記事 ::

★ ★ ★

世界に類を見ない 山梨県北杜市のメガソーラー実証実験を見にゆく!

 大人の社会科見学、ということで雪のなか目の当たりにしてきました、メガソーラー。中央自動車・道長坂I.C.を出ておよそ5分のところにそれはあります。正式名称は「大規模電力供給用太陽光発電系統安定化等実証研究北杜サイト」です。(以下、北杜サイト)

 

 こんな雪が降るようなところでメガソーラー?と思いましたが、ここ北杜市は日照時間が日本一なんだそうです(全国年平均2120時間に対して年平均2250時間以上*1 )。日射量に依存する太陽光発電にとっては最適です。加えて、標高約650 mであり夏でも比較的冷涼です。よって、高温になると変換効率が低下してしまう「結晶系Si太陽電池」でも、より多くの発電量を得ることができます。

 NEDO*2 から委託を受け、北杜市とNTTファシリティーズが2006年度から2010年度の5カ年、実証実験を行っています。サッカーグラウンド8面ほどの面積に2MW(2000kW)級の太陽光発電システムが構築されています。ところで、この2MW(メガワット)級とはどのくらいの発電量かというと、年間発電量約2,000,000kWh/年です。一般家庭の消費電力を約3,500kWh/年とすれば約570軒分となります(北杜市公表)。

 目的は大規模太陽光発電の①運用データから事業性や環境性を評価すること、②電力系統側への影響 を減らすこと*3、③導入指針となる手引書を作成・一般公開することで、太陽光発電の普及拡大を目指しています。

 

 ここ北杜サイトでは、2つの「世界初」に出会えます。

 まず、太陽電池の導入種類数の異例な多さです。国内外9カ国から27種類の先進的な太陽電池が設置されています。様々なメーカーの各種太陽電池にはそれぞれ、発電効率や、温度・光の波長の違いによる出力特性などの、個性があるのです。ここには、現在市場に出ているほとんどの種類が集められています。そして、それぞれの強み・弱みを比較するほか、同じ太陽電池でも設置角度などの条件による違いが研究されます。

★ ★ ★

課題の目標 a ::
「taillight」という文字列を含む行はどれですか?該当する行をすべて、一行も漏らさず報告してください。
上のメガソーラーの記事と下の行は、それぞれ別の出どころから取られています。

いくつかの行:
★ ★ ★

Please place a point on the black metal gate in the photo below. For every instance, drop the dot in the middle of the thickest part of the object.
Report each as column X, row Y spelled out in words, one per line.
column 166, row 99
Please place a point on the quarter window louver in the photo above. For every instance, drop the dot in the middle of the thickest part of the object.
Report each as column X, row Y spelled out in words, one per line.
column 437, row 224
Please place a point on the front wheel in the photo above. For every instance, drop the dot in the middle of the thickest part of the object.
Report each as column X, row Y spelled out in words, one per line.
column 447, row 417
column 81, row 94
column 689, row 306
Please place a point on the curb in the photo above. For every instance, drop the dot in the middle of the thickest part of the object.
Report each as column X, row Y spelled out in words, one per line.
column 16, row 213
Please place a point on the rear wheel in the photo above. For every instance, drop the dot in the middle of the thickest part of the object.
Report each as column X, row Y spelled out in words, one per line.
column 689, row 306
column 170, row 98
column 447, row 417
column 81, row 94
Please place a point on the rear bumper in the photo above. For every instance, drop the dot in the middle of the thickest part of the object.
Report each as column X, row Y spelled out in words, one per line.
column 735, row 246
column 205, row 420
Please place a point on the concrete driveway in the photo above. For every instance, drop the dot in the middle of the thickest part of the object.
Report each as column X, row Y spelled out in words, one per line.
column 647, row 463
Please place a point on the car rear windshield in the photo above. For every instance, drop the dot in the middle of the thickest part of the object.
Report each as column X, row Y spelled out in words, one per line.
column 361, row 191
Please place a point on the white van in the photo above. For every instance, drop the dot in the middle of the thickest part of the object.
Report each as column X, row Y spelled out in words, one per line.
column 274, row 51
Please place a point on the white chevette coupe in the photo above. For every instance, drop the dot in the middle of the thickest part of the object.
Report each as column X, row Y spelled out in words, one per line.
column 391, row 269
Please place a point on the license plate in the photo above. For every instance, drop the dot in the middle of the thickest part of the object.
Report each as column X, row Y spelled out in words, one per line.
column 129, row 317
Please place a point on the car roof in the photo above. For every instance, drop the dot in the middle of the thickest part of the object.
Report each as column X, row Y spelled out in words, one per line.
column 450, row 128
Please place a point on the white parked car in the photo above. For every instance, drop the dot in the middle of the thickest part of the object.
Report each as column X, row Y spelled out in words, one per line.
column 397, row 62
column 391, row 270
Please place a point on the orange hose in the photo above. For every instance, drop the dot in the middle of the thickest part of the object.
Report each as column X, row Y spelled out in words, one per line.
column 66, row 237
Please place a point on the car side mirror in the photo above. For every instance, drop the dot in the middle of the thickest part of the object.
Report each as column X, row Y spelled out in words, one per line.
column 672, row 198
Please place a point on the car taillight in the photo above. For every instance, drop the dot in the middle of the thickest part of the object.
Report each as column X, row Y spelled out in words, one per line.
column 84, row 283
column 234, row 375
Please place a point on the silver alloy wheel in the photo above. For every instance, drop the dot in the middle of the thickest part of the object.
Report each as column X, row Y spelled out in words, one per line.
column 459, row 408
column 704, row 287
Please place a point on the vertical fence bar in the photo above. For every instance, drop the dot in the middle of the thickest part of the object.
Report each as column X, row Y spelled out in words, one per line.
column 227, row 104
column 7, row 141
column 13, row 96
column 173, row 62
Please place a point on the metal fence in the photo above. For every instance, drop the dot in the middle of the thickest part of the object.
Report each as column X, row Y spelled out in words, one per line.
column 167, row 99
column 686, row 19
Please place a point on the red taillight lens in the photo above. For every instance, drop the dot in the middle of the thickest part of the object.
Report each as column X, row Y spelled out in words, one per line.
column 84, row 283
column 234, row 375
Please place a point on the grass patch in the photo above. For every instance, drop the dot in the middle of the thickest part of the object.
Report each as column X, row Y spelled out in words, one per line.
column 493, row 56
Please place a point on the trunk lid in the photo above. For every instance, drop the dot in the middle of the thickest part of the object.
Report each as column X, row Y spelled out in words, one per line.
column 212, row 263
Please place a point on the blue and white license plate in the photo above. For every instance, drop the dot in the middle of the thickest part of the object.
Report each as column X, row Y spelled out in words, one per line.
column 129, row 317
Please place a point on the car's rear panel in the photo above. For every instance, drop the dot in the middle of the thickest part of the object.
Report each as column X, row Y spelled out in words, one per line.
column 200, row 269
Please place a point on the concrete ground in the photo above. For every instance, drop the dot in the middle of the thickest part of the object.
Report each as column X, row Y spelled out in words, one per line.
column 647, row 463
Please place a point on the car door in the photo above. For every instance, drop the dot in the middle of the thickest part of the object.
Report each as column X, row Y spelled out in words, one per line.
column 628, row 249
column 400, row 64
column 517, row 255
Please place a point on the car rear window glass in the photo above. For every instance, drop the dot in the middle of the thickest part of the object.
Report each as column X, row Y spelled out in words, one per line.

★ ★ ★

課題の目標 b ::
上のメガソーラーの記事を、「大人の社会科見学、ということ」という語句を含むところから書き写し始め、「分となります(北杜市公表)。」まで書き写したら止めてください。

完全な回答 a ::
Please place a point on the car taillight in the photo above. For every instance, drop the dot in the middle of the thickest part of the object.
Please place a point on the red taillight lens in the photo above. For every instance, drop the dot in the middle of the thickest part of the object.

完全な回答 b ::
大人の社会科見学、ということで雪のなか目の当たりにしてきました、メガソーラー。中央自動車・道長坂I.C.を出ておよそ5分のところにそれはあります。正式名称は「大規模電力供給用太陽光発電系統安定化等実証研究北杜サイト」です。(以下、北杜サイト)

 

 こんな雪が降るようなところでメガソーラー?と思いましたが、ここ北杜市は日照時間が日本一なんだそうです(全国年平均2120時間に対して年平均2250時間以上*1 )。日射量に依存する太陽光発電にとっては最適です。加えて、標高約650 mであり夏でも比較的冷涼です。よって、高温になると変換効率が低下してしまう「結晶系Si太陽電池」でも、より多くの発電量を得ることができます。

 NEDO*2 から委託を受け、北杜市とNTTファシリティーズが2006年度から2010年度の5カ年、実証実験を行っています。サッカーグラウンド8面ほどの面積に2MW(2000kW)級の太陽光発電システムが構築されています。ところで、この2MW(メガワット)級とはどのくらいの発電量かというと、年間発電量約2,000,000kWh/年です。一般家庭の消費電力を約3,500kWh/年とすれば約570軒分となります(北杜市公表)。